Point-per-instance localization data:
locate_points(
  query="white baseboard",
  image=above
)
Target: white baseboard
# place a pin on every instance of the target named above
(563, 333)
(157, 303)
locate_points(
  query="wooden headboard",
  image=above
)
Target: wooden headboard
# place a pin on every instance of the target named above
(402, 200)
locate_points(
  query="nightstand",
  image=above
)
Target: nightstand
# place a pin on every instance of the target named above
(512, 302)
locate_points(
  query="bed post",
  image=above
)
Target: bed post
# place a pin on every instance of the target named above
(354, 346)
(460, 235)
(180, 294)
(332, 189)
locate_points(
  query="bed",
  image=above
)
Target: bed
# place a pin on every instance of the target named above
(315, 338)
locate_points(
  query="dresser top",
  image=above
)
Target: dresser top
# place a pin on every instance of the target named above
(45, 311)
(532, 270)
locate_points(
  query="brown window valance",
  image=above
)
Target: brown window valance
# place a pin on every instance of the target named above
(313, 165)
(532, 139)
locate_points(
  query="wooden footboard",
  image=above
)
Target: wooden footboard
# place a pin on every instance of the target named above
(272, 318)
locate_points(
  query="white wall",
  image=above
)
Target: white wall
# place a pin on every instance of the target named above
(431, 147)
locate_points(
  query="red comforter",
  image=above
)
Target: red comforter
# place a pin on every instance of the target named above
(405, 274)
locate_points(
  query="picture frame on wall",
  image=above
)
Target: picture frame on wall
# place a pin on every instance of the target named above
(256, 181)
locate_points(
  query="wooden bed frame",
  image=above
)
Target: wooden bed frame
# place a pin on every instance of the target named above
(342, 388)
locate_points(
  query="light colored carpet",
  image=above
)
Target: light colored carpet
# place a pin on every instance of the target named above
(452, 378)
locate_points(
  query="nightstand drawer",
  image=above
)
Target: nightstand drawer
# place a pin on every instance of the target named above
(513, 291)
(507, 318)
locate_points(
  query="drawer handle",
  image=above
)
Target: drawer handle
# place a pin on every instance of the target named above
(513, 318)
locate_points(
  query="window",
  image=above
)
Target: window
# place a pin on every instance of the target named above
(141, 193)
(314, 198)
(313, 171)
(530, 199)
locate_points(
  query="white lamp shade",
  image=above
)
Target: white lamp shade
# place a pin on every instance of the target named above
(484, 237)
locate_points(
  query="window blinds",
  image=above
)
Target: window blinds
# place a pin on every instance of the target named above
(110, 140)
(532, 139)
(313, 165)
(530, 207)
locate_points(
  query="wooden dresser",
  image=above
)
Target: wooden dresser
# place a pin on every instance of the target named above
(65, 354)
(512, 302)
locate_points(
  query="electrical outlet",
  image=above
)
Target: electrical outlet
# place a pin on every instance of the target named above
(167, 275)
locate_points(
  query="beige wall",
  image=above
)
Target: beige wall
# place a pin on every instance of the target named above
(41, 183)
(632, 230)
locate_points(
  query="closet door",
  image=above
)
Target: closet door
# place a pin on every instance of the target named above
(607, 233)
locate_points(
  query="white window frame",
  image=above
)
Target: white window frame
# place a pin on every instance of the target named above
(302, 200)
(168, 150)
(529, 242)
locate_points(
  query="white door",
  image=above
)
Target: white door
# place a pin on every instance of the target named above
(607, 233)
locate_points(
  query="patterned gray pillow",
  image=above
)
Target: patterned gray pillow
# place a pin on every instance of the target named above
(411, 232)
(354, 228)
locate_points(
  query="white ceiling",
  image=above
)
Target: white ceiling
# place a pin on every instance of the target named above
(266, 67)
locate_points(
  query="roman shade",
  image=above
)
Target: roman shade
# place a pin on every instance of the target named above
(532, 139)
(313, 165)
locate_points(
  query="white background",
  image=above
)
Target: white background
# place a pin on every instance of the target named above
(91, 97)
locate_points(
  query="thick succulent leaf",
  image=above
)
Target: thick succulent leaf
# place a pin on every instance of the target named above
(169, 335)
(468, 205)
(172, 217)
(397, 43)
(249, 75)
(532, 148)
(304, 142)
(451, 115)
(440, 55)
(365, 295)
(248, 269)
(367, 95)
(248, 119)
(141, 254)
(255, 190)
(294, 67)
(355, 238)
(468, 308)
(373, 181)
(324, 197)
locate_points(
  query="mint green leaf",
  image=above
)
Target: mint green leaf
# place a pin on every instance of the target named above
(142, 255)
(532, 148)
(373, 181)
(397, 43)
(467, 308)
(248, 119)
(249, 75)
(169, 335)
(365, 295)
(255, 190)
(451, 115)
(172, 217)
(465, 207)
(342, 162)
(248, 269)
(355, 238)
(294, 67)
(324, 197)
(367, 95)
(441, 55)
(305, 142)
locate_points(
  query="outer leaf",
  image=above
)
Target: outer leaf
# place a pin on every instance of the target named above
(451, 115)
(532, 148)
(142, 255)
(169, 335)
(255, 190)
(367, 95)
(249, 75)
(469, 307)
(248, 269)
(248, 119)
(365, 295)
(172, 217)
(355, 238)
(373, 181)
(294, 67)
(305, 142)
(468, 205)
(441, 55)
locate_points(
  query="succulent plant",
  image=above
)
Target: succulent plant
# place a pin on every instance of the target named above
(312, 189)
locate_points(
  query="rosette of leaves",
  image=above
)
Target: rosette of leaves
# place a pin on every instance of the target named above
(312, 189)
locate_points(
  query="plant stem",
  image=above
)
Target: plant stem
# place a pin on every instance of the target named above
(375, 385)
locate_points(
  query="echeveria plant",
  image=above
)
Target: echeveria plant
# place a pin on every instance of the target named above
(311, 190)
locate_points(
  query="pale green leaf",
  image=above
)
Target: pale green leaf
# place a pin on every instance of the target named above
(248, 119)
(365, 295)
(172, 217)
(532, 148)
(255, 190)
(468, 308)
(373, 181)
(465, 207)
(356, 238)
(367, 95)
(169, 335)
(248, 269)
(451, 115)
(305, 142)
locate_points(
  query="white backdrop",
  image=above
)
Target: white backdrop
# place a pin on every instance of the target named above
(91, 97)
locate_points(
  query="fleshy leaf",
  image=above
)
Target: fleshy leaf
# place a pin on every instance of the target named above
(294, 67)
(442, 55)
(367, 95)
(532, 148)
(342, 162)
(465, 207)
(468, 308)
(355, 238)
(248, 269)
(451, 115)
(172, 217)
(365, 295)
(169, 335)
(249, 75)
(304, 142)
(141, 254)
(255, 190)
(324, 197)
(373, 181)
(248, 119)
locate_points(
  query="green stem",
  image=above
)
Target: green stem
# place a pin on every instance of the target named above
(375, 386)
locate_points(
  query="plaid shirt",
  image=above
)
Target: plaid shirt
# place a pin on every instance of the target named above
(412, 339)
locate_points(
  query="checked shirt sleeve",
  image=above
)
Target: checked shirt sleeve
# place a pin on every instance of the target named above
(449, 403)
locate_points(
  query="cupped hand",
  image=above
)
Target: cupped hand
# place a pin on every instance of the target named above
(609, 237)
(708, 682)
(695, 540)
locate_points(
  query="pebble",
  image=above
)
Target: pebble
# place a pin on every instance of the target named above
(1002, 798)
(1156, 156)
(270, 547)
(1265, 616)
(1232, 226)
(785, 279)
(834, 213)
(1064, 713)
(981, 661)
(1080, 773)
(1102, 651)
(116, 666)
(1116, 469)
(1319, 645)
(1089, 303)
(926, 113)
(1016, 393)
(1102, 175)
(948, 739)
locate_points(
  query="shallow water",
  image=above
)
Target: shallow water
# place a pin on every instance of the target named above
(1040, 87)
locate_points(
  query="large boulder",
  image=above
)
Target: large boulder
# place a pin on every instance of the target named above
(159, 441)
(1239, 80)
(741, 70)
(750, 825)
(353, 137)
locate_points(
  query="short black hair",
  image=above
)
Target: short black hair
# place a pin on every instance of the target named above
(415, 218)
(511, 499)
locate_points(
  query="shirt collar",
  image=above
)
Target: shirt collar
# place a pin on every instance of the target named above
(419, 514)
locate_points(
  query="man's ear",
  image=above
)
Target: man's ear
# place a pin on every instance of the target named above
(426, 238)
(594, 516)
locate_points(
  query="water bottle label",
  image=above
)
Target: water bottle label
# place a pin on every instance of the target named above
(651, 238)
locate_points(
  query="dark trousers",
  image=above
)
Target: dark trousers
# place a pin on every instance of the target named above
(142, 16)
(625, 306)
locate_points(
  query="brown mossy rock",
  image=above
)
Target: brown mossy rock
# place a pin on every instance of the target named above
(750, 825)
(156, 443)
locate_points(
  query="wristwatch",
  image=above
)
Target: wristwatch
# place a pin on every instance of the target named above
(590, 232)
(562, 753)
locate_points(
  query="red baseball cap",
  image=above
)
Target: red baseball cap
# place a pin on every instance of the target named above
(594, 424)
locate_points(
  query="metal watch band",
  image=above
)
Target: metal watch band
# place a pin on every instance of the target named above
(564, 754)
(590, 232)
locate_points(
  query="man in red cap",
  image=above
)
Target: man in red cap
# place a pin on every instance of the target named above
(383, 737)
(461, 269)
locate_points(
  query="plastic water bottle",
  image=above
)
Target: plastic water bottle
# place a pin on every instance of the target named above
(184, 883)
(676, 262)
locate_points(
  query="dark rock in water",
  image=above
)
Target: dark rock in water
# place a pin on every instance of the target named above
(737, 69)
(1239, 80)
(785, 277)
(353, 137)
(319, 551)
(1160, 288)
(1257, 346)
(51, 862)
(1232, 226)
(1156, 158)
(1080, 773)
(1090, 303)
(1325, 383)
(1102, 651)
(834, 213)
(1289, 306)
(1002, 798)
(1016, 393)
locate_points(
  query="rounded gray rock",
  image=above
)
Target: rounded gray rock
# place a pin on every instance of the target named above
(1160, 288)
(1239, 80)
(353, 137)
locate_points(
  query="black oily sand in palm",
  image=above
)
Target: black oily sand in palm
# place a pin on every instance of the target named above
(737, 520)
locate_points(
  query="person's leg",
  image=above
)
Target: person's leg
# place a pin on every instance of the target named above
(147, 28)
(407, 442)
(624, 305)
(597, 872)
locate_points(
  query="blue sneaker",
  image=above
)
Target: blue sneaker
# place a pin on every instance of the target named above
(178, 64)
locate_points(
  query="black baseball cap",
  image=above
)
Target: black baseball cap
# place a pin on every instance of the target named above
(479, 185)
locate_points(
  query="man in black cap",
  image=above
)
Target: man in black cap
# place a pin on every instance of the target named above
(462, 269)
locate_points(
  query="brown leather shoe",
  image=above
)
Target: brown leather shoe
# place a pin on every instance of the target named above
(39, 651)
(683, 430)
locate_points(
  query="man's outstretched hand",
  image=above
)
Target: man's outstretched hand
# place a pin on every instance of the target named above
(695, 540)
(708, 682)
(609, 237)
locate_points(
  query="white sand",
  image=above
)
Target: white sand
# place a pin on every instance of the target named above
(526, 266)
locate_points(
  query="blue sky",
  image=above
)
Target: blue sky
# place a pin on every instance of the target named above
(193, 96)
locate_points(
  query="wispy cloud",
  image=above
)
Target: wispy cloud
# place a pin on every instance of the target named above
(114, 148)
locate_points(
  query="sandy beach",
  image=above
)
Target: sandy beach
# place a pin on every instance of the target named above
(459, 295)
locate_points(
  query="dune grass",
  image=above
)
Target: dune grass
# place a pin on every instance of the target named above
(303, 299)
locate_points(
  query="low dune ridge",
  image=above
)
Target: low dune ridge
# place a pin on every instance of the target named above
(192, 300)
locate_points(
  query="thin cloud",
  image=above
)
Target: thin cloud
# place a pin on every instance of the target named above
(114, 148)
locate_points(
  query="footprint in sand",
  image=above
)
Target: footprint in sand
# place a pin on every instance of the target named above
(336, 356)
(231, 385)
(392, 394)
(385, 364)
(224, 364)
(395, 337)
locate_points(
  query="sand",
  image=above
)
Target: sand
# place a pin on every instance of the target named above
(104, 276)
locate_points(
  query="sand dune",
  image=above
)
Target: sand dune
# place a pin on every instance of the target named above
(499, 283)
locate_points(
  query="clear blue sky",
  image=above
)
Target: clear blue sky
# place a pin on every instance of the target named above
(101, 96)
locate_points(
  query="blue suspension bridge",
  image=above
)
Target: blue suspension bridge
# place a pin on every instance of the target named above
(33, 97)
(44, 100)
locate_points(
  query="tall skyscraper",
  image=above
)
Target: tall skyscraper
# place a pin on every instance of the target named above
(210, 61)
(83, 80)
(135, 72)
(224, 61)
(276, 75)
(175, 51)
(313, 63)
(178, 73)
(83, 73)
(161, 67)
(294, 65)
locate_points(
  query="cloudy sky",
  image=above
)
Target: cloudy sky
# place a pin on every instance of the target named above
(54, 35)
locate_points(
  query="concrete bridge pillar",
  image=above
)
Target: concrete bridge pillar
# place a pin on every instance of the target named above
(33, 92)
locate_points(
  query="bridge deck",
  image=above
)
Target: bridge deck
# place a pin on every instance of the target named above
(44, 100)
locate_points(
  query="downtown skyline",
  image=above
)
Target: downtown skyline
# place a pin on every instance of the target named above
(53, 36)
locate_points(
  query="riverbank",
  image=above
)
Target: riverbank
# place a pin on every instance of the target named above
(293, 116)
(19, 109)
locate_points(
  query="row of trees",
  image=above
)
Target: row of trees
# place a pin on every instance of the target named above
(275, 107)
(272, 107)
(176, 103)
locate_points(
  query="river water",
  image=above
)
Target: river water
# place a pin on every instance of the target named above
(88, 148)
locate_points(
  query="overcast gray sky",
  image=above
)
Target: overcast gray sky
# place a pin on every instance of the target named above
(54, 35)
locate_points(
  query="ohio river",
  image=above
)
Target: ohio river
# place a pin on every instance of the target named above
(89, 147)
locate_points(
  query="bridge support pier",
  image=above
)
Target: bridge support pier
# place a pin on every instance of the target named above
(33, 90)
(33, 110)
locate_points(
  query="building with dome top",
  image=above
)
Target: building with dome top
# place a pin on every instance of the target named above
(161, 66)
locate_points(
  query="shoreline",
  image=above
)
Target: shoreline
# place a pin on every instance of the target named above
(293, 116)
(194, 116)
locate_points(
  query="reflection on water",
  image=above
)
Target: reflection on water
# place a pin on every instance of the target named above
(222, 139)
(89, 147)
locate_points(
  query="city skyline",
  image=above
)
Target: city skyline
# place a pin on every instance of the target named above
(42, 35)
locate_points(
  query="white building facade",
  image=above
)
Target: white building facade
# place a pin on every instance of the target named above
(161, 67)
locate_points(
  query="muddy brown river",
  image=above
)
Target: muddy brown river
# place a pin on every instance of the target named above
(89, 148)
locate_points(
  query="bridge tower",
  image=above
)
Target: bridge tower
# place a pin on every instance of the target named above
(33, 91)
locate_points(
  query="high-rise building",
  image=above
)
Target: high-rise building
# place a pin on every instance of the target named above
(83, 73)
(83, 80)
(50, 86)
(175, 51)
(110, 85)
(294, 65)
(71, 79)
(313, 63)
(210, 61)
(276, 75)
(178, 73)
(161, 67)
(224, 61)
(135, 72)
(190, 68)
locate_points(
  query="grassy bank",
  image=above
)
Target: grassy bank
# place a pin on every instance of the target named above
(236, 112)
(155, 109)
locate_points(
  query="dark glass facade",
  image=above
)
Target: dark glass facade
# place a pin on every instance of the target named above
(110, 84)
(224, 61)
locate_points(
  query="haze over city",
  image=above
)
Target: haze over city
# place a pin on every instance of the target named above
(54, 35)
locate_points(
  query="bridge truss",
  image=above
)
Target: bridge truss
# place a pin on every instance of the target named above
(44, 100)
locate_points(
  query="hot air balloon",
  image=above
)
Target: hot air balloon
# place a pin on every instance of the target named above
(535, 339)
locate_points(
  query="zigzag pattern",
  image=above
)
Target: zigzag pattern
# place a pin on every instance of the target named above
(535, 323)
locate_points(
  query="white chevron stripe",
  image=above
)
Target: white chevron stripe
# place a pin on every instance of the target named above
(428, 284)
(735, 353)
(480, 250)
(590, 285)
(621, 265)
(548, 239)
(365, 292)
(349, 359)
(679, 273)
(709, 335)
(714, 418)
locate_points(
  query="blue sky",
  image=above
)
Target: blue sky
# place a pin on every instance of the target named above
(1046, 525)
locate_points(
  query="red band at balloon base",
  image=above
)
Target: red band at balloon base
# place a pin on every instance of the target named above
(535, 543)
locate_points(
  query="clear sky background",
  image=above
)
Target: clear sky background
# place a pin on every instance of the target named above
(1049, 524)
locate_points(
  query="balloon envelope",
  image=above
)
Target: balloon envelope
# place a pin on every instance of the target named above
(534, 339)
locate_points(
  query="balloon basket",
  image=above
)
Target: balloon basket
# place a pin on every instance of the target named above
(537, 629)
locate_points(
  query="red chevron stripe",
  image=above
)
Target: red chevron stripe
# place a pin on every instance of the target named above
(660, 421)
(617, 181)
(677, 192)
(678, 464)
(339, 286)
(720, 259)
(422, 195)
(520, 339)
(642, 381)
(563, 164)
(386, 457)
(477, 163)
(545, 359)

*WHAT TO DO:* Scan the entries above and show each line that contains the word "skyline".

*RESPONSE TO THIS EXERCISE:*
  query="downtown skyline",
Target: downtown skyline
  query="city skyline",
Target: city skyline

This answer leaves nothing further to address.